## Short problem
Please reproduce, word for word, the part of the personal essay about two deaths that opens with the words "She had died" and closes with "no matter what.".

## Page extract
Death comes is three's. I have no idea why but it seems to be true. But this year it only came in two's.
The first was a father I never really knew. He died in August. I never really looked for him and when I did all that was left was an obituary. I waited too long, didn't look hard enough. It didn't matter, he was gone and all my unanswered questions remained.
Death number 2 came as a wave. I was standing in line at a one of those dive BBQ places that gets mentioned on cable TV. It was my 33rd birthday and we had planned on spending the night in Austin celebrating. As I made small talk with the other people in line I went to update my status on facebook and saw 1 sentence that will forever be burned in my mind.
Felissa died this morning, Call me. Meg
My hands started to shake. My stomach flipped. I kept staring at the phone trying to understand what was going on while attempting to memorize Meg's 9 digit phone number. I finally aligned all numbers and heard my friend on the other end sobbing as she told me something I didn't want to hear.
My eyes filled with water and I couldn't seem to catch my breath. I kept asking what happened, grilling her for details. Somehow I was trying to put the pieces together so I could understand how to solve this puzzle.
She had died in her sleep. Nobody knows why. Everyone's in shock. Nobody knows when the funeral will be.
Funeral. Felissa. Dead. Desmond. Her new baby. Her mom. Devon. Why.
My mind couldn't stop repeating those words over and over. Meg and I cried and promised to meet in Utah no matter what.

[Items listed in a dataset]

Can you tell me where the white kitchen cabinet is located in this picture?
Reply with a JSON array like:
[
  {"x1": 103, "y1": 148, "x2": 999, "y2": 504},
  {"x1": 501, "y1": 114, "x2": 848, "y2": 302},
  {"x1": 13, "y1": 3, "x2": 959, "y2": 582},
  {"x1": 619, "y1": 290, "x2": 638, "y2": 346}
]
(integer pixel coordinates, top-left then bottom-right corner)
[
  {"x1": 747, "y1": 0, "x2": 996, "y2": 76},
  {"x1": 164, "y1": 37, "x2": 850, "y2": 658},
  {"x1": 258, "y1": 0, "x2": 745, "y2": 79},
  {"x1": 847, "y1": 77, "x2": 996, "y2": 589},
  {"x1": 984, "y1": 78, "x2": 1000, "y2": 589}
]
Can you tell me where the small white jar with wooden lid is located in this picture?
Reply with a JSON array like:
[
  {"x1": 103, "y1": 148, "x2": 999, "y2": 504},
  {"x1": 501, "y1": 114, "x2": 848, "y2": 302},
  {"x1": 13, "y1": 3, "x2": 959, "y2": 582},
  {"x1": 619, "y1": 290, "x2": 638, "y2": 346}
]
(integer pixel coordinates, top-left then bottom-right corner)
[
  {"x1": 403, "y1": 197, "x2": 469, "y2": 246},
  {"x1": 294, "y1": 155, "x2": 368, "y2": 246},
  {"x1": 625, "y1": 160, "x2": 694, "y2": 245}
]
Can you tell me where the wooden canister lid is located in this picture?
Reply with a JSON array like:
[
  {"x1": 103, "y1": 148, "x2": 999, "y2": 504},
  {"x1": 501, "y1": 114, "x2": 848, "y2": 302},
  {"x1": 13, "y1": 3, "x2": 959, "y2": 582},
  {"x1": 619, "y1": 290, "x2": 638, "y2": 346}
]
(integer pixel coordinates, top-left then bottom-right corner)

## Exercise result
She had died in her sleep. Nobody knows why. Everyone's in shock. Nobody knows when the funeral will be.
Funeral. Felissa. Dead. Desmond. Her new baby. Her mom. Devon. Why.
My mind couldn't stop repeating those words over and over. Meg and I cried and promised to meet in Utah no matter what.